* _Task statement_: Your task is to print all of the material verbatim.

* _Records shown_:
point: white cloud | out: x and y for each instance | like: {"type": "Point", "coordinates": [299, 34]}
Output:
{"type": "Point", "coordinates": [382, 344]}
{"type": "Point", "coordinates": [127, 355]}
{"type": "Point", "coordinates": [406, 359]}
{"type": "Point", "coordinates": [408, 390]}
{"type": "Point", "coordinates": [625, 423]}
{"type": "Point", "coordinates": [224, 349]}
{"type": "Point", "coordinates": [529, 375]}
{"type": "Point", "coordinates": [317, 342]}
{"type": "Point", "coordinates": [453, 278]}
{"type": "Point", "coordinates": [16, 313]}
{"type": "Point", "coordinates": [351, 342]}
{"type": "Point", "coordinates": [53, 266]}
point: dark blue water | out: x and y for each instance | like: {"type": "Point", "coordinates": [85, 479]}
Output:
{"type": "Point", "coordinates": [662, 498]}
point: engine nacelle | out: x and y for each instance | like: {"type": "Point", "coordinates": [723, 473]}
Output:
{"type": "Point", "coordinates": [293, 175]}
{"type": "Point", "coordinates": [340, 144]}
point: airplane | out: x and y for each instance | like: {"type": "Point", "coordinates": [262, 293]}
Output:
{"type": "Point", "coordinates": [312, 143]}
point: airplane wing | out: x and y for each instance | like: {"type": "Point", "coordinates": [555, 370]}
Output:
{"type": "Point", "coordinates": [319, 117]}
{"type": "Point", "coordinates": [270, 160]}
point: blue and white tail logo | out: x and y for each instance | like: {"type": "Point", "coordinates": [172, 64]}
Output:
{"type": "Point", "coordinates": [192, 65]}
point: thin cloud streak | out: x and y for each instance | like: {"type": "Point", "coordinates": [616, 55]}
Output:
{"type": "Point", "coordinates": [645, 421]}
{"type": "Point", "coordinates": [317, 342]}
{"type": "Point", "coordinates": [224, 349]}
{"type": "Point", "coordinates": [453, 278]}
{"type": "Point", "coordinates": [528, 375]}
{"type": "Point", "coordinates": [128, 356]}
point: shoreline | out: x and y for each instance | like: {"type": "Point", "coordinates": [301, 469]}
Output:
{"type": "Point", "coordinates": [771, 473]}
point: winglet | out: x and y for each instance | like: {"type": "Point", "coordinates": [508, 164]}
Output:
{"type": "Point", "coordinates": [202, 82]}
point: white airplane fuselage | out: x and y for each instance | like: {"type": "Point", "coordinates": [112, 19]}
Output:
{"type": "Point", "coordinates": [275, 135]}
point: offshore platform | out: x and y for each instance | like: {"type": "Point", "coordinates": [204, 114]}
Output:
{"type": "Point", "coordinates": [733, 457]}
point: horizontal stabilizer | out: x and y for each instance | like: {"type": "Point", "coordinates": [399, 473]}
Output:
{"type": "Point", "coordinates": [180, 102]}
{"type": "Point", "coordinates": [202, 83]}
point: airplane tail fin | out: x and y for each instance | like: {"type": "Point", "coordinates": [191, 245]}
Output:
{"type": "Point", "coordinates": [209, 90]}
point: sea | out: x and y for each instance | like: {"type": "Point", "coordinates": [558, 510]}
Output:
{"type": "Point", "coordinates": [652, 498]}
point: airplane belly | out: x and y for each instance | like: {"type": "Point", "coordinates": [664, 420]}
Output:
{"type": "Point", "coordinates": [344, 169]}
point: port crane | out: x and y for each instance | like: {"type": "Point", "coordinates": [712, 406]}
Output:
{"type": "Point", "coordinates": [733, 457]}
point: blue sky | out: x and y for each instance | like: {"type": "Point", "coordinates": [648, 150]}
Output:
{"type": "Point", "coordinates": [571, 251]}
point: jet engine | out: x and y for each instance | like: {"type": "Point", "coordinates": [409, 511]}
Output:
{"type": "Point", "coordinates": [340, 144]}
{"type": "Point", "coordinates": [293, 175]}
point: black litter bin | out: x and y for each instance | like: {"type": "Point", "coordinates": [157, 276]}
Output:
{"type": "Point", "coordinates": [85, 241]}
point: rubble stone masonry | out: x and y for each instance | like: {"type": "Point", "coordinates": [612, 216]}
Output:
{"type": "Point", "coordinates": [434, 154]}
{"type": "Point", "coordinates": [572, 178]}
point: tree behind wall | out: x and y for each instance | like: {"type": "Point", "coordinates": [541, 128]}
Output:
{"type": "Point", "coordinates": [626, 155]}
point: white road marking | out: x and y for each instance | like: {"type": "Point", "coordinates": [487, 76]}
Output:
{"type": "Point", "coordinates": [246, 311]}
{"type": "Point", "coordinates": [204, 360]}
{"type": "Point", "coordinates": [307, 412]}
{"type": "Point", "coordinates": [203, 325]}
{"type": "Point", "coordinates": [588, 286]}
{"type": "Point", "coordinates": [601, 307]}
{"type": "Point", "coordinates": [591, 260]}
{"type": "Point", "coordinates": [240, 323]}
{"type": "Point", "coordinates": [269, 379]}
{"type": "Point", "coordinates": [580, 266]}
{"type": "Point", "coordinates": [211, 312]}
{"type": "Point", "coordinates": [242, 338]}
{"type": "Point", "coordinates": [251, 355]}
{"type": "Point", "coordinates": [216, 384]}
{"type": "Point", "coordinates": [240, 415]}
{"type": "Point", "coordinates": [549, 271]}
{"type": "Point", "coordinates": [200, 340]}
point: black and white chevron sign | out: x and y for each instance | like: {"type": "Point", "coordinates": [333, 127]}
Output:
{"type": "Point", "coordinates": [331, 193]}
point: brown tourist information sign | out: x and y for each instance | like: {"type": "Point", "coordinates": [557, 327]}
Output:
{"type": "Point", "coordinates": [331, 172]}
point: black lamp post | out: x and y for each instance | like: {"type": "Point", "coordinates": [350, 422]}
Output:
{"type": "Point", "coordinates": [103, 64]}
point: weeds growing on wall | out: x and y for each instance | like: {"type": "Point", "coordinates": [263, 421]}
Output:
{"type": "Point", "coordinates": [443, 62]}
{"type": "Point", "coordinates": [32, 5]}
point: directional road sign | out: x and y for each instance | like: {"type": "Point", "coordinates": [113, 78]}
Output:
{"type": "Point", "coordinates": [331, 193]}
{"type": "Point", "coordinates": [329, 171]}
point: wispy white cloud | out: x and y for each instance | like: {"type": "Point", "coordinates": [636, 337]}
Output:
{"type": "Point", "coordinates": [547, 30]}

* _Worked answer_:
point: white cloud | out: x and y for each instance | like: {"type": "Point", "coordinates": [299, 34]}
Output:
{"type": "Point", "coordinates": [382, 344]}
{"type": "Point", "coordinates": [127, 355]}
{"type": "Point", "coordinates": [406, 359]}
{"type": "Point", "coordinates": [408, 390]}
{"type": "Point", "coordinates": [625, 423]}
{"type": "Point", "coordinates": [224, 349]}
{"type": "Point", "coordinates": [529, 375]}
{"type": "Point", "coordinates": [317, 342]}
{"type": "Point", "coordinates": [453, 278]}
{"type": "Point", "coordinates": [16, 313]}
{"type": "Point", "coordinates": [351, 342]}
{"type": "Point", "coordinates": [53, 266]}
point: dark blue water | out: x and y for each instance | like: {"type": "Point", "coordinates": [85, 479]}
Output:
{"type": "Point", "coordinates": [662, 498]}
point: engine nacelle | out: x and y for each instance | like: {"type": "Point", "coordinates": [723, 473]}
Output:
{"type": "Point", "coordinates": [293, 175]}
{"type": "Point", "coordinates": [340, 144]}
point: airplane | out: x and y for each instance | like: {"type": "Point", "coordinates": [262, 293]}
Output:
{"type": "Point", "coordinates": [312, 143]}
point: airplane wing | out: x and y for each instance | like: {"type": "Point", "coordinates": [555, 370]}
Output:
{"type": "Point", "coordinates": [319, 117]}
{"type": "Point", "coordinates": [270, 160]}
point: blue and white tail logo | out: x and y for each instance | like: {"type": "Point", "coordinates": [172, 64]}
Output:
{"type": "Point", "coordinates": [192, 65]}
point: thin cloud streak | out: x and y for each instance | like: {"type": "Point", "coordinates": [616, 55]}
Output:
{"type": "Point", "coordinates": [645, 421]}
{"type": "Point", "coordinates": [317, 342]}
{"type": "Point", "coordinates": [224, 349]}
{"type": "Point", "coordinates": [453, 278]}
{"type": "Point", "coordinates": [528, 375]}
{"type": "Point", "coordinates": [128, 356]}
point: shoreline | out: x and y for each instance | like: {"type": "Point", "coordinates": [301, 469]}
Output:
{"type": "Point", "coordinates": [771, 473]}
point: winglet | out: x and y for each instance | like: {"type": "Point", "coordinates": [508, 164]}
Output:
{"type": "Point", "coordinates": [202, 82]}
point: white airplane fuselage | out: x and y for each instance | like: {"type": "Point", "coordinates": [112, 19]}
Output:
{"type": "Point", "coordinates": [275, 135]}
point: offshore platform | out: x and y for each instance | like: {"type": "Point", "coordinates": [204, 114]}
Output:
{"type": "Point", "coordinates": [733, 457]}
point: horizontal stabilizer | out: x and y for each instance | like: {"type": "Point", "coordinates": [399, 473]}
Output:
{"type": "Point", "coordinates": [180, 102]}
{"type": "Point", "coordinates": [202, 83]}
point: airplane tail fin | out: x and y for each instance | like: {"type": "Point", "coordinates": [191, 245]}
Output:
{"type": "Point", "coordinates": [209, 90]}
point: sea | out: x and y for each instance | like: {"type": "Point", "coordinates": [558, 510]}
Output:
{"type": "Point", "coordinates": [652, 498]}
point: airplane belly | out: x and y for each instance | like: {"type": "Point", "coordinates": [664, 420]}
Output:
{"type": "Point", "coordinates": [344, 169]}
point: port crane | out: x and y for each instance | like: {"type": "Point", "coordinates": [712, 406]}
Output:
{"type": "Point", "coordinates": [733, 457]}
point: blue sky | out: x and y for each instance | like: {"type": "Point", "coordinates": [648, 150]}
Output:
{"type": "Point", "coordinates": [571, 251]}
point: jet engine | out: x and y for each instance | like: {"type": "Point", "coordinates": [409, 511]}
Output:
{"type": "Point", "coordinates": [340, 144]}
{"type": "Point", "coordinates": [293, 175]}
point: black litter bin | out: x and y for each instance | like: {"type": "Point", "coordinates": [157, 276]}
Output:
{"type": "Point", "coordinates": [85, 241]}
point: rubble stone masonry | out: x and y for each instance | like: {"type": "Point", "coordinates": [612, 216]}
Output:
{"type": "Point", "coordinates": [434, 154]}
{"type": "Point", "coordinates": [572, 178]}
point: tree behind wall | out: x and y for each instance | like: {"type": "Point", "coordinates": [541, 128]}
Output:
{"type": "Point", "coordinates": [626, 155]}
point: white road marking | out: x and y for each instance | like: {"type": "Point", "coordinates": [487, 76]}
Output:
{"type": "Point", "coordinates": [246, 311]}
{"type": "Point", "coordinates": [204, 360]}
{"type": "Point", "coordinates": [307, 412]}
{"type": "Point", "coordinates": [203, 325]}
{"type": "Point", "coordinates": [588, 286]}
{"type": "Point", "coordinates": [601, 307]}
{"type": "Point", "coordinates": [591, 260]}
{"type": "Point", "coordinates": [240, 323]}
{"type": "Point", "coordinates": [269, 379]}
{"type": "Point", "coordinates": [580, 266]}
{"type": "Point", "coordinates": [211, 312]}
{"type": "Point", "coordinates": [242, 338]}
{"type": "Point", "coordinates": [251, 355]}
{"type": "Point", "coordinates": [216, 384]}
{"type": "Point", "coordinates": [240, 415]}
{"type": "Point", "coordinates": [549, 271]}
{"type": "Point", "coordinates": [200, 340]}
point: black and white chevron sign | out: x and y for each instance | like: {"type": "Point", "coordinates": [333, 127]}
Output:
{"type": "Point", "coordinates": [331, 193]}
point: brown tourist information sign | out: x and y for each instance | like: {"type": "Point", "coordinates": [557, 327]}
Output:
{"type": "Point", "coordinates": [331, 172]}
point: black lamp post | out: x and y for each instance | like: {"type": "Point", "coordinates": [350, 422]}
Output:
{"type": "Point", "coordinates": [103, 64]}
point: weeds growing on wall | out: x and y for each instance | like: {"type": "Point", "coordinates": [263, 421]}
Output:
{"type": "Point", "coordinates": [443, 62]}
{"type": "Point", "coordinates": [32, 5]}
point: directional road sign | out: x and y for each instance | like: {"type": "Point", "coordinates": [113, 78]}
Output:
{"type": "Point", "coordinates": [331, 193]}
{"type": "Point", "coordinates": [329, 171]}
point: wispy white cloud | out: x and y for each instance | like: {"type": "Point", "coordinates": [636, 337]}
Output:
{"type": "Point", "coordinates": [547, 30]}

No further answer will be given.